Problem requirements:
Show every line of the items below that contains the word "plaid".
## begin Supplied data
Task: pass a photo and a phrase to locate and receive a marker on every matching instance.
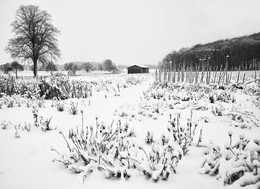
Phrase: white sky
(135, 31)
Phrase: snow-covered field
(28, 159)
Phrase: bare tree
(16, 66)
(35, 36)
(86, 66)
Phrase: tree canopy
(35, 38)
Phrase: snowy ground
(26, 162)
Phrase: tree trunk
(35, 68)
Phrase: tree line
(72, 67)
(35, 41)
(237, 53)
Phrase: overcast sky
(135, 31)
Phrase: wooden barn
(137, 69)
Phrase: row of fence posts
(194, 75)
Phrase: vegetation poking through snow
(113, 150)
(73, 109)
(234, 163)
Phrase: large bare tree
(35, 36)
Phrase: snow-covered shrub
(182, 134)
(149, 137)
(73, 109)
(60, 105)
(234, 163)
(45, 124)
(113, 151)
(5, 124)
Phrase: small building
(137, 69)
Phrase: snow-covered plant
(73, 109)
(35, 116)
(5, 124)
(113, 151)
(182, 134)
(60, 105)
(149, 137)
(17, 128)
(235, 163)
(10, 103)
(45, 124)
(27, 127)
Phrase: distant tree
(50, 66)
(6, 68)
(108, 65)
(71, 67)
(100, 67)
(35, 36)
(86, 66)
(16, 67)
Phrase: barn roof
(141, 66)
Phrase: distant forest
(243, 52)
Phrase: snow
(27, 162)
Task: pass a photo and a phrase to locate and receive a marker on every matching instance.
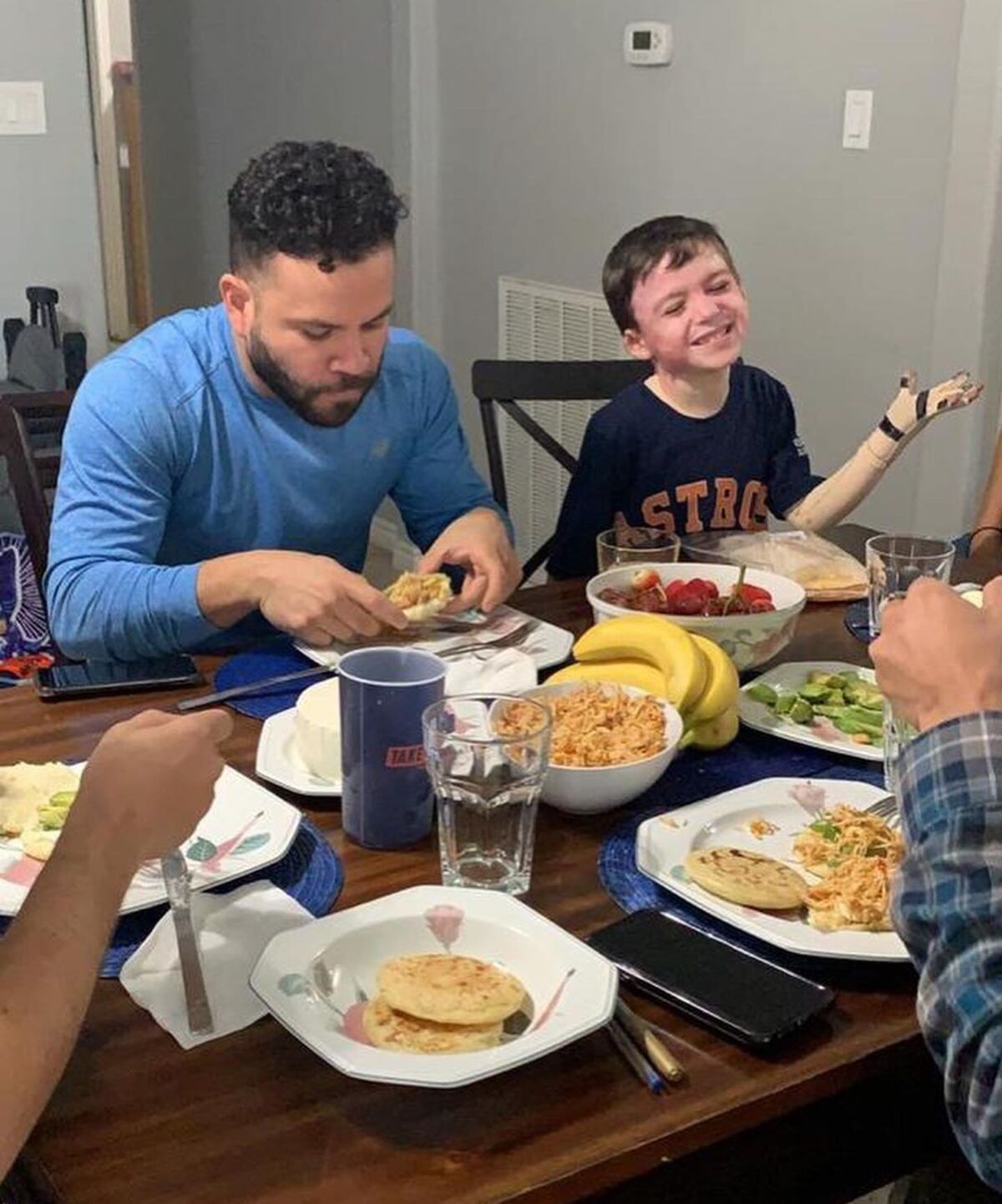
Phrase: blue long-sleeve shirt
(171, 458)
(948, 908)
## end Supplied data
## begin Supplied data
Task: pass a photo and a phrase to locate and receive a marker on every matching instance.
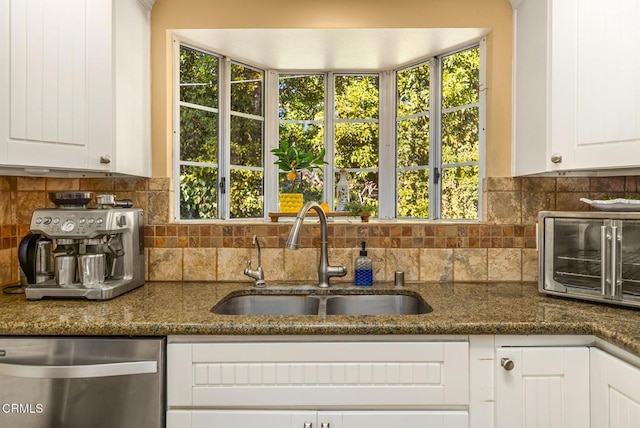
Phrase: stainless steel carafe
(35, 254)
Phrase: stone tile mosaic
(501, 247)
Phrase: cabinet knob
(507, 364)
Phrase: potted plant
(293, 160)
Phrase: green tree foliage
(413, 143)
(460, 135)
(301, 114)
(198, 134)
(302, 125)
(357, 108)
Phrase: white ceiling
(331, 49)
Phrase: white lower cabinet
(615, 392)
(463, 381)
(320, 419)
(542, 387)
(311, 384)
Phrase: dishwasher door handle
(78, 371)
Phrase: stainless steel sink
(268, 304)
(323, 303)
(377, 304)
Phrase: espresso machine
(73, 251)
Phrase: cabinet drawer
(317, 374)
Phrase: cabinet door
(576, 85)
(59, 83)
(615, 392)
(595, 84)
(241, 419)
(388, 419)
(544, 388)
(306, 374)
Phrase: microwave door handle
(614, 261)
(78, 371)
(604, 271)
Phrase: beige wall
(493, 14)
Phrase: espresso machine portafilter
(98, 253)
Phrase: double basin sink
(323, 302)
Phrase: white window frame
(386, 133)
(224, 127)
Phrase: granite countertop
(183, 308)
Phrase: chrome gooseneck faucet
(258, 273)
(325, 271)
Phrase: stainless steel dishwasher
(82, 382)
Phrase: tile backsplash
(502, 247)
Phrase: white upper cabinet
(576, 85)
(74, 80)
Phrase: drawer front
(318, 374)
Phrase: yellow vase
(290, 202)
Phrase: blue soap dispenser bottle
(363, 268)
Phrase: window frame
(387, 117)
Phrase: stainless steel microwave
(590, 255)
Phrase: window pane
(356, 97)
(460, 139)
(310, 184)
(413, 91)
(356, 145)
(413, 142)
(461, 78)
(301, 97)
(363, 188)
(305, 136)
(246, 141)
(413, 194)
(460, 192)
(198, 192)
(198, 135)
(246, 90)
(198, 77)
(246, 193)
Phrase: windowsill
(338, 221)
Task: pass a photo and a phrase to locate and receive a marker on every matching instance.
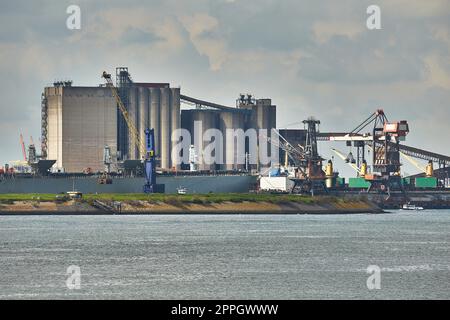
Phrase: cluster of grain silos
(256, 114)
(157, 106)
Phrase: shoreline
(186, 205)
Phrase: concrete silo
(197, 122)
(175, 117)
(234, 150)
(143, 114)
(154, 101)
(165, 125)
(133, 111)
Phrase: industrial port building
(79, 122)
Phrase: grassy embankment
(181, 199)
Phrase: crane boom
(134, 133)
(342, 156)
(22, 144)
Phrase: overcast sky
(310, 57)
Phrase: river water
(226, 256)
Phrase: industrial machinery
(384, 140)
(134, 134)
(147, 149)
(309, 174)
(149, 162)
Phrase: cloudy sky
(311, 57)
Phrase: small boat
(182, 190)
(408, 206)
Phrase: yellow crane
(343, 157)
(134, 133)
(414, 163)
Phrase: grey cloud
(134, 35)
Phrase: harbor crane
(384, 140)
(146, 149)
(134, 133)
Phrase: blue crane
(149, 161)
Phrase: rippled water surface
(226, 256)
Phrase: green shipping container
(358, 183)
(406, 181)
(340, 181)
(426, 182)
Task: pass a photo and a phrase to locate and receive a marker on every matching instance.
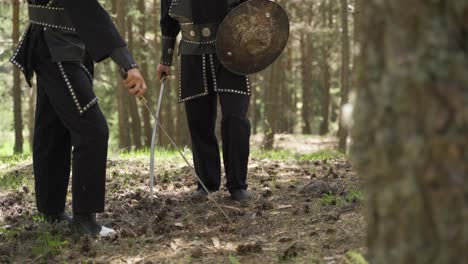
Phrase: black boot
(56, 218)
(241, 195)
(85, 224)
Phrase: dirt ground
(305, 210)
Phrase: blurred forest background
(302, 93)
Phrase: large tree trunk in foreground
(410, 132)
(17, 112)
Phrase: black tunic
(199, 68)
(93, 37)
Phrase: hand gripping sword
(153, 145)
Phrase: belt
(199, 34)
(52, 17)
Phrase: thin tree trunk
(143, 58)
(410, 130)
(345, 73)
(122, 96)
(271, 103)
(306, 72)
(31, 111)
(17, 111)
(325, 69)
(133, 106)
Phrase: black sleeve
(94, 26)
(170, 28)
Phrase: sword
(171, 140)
## end Supplied data
## begin Supplied data
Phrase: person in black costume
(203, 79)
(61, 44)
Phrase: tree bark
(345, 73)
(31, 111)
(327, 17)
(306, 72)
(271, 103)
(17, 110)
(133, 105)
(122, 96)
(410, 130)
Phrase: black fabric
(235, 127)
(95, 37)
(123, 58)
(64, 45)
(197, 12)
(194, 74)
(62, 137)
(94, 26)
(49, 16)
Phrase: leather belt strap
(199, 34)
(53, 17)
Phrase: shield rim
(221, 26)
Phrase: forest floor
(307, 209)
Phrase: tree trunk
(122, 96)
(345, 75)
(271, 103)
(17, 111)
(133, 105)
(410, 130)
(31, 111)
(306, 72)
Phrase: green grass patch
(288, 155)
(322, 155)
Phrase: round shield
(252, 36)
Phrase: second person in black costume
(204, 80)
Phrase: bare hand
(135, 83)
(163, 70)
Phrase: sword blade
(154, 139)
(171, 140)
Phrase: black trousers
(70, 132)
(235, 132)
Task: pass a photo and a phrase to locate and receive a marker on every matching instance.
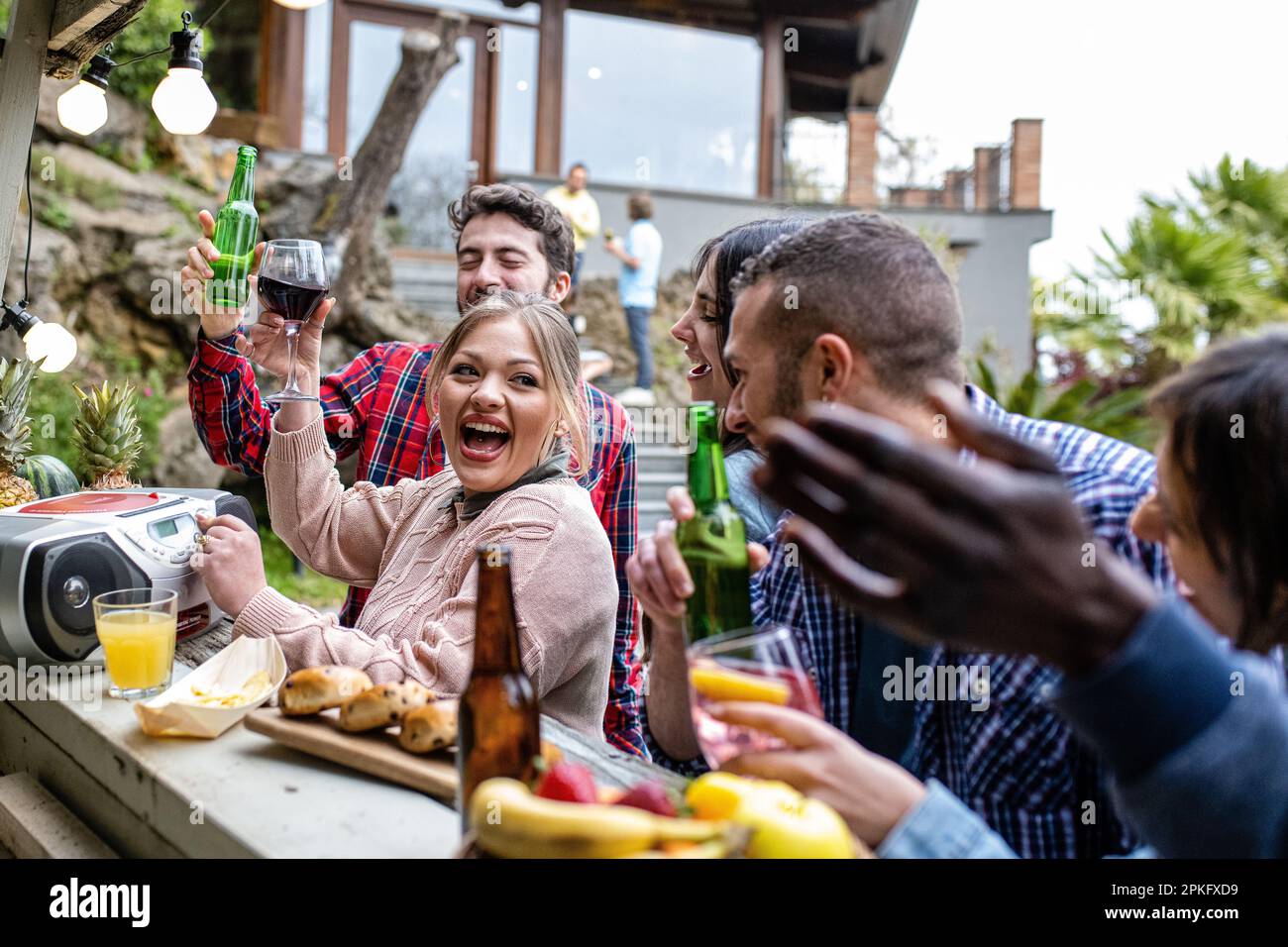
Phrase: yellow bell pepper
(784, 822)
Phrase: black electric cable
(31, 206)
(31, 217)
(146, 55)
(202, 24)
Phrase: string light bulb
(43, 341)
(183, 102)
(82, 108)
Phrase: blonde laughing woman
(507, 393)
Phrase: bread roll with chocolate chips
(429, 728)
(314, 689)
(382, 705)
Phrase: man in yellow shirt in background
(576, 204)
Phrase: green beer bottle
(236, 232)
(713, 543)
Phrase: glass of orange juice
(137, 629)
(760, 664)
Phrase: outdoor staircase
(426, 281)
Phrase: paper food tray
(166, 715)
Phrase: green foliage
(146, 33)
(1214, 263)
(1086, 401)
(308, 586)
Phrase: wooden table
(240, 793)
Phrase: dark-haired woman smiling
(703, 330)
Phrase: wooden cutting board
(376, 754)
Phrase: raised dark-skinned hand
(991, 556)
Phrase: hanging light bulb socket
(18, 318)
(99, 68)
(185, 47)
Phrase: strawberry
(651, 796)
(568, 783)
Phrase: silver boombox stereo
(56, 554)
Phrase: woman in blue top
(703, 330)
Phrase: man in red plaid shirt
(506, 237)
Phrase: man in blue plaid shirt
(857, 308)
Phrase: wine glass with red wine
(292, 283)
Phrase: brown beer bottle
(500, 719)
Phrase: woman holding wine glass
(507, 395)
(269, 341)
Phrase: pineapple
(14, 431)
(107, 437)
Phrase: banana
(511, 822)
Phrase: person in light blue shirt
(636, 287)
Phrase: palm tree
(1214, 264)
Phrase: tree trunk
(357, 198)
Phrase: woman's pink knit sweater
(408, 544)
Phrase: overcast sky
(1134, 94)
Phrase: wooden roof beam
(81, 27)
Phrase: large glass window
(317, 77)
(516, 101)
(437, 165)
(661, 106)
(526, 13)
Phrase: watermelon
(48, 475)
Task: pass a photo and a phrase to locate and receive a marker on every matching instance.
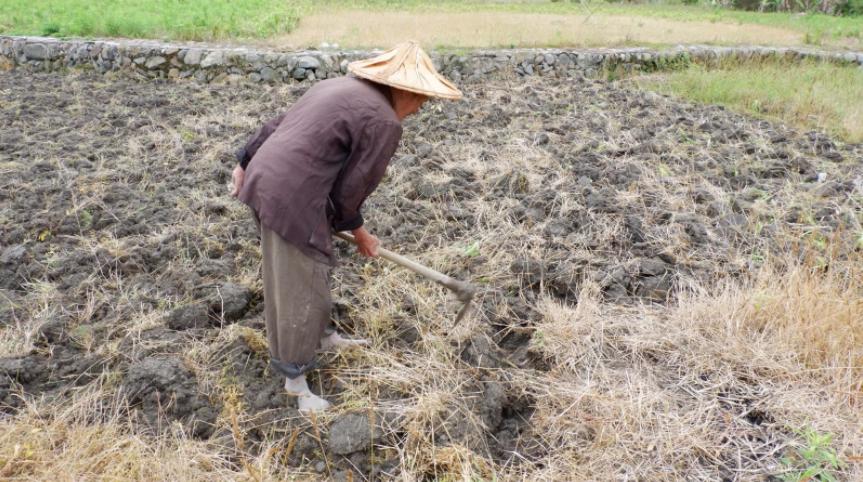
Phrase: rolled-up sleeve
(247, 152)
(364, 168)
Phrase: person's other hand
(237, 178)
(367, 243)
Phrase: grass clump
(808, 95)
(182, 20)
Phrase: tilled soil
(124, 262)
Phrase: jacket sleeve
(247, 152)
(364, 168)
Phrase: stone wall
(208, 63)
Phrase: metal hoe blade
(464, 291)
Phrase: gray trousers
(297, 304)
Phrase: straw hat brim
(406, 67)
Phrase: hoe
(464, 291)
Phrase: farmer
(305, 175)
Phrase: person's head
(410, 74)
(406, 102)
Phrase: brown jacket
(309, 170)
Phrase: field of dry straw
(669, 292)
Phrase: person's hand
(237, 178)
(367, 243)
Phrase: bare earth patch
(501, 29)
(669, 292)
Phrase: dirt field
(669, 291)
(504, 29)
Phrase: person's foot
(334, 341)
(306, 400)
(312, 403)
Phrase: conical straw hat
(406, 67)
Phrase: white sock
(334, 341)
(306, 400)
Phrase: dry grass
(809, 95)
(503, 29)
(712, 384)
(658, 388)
## end Supplied data
Written answer:
Phrase: man in red plaid shirt
Phrase: man in blue plaid shirt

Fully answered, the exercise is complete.